[[ RECORDS FOR THE TASK open ]]
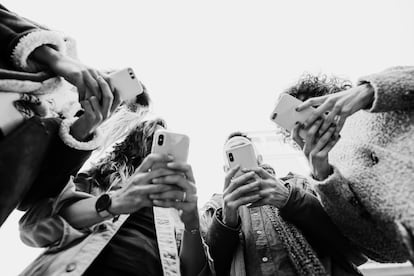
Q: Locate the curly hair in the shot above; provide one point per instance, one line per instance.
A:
(309, 86)
(125, 157)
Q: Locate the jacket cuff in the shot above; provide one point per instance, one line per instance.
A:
(64, 133)
(28, 43)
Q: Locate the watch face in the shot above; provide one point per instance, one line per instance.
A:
(103, 203)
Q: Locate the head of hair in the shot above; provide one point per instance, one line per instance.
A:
(309, 86)
(125, 157)
(237, 134)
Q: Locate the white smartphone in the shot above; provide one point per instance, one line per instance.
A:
(126, 83)
(171, 143)
(243, 155)
(285, 114)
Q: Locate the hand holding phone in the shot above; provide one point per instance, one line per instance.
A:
[[ RECORDS FOR THE TASK closed ]]
#### [THE PROBLEM]
In the records above, some lines hold the word "instance"; copy each such line.

#### [YOUR SOLUTION]
Q: Locate the curly hair in the shot above; provide one point per instance, one line per instance.
Q: Locate the jacket cuff in the shot above; provide one point per instance, one line per instance.
Q: Locate the watch face in the shot above; provide one point per instance, one line per instance.
Q: Locate the head of hair in the shot above; provide one point per instance, one line per instance.
Q: Locate the white smartphone in the shot above; provide one point per instance, one line per instance.
Q: Locate the hand holding phone in the shot above; provide one point per instance, one line per instance.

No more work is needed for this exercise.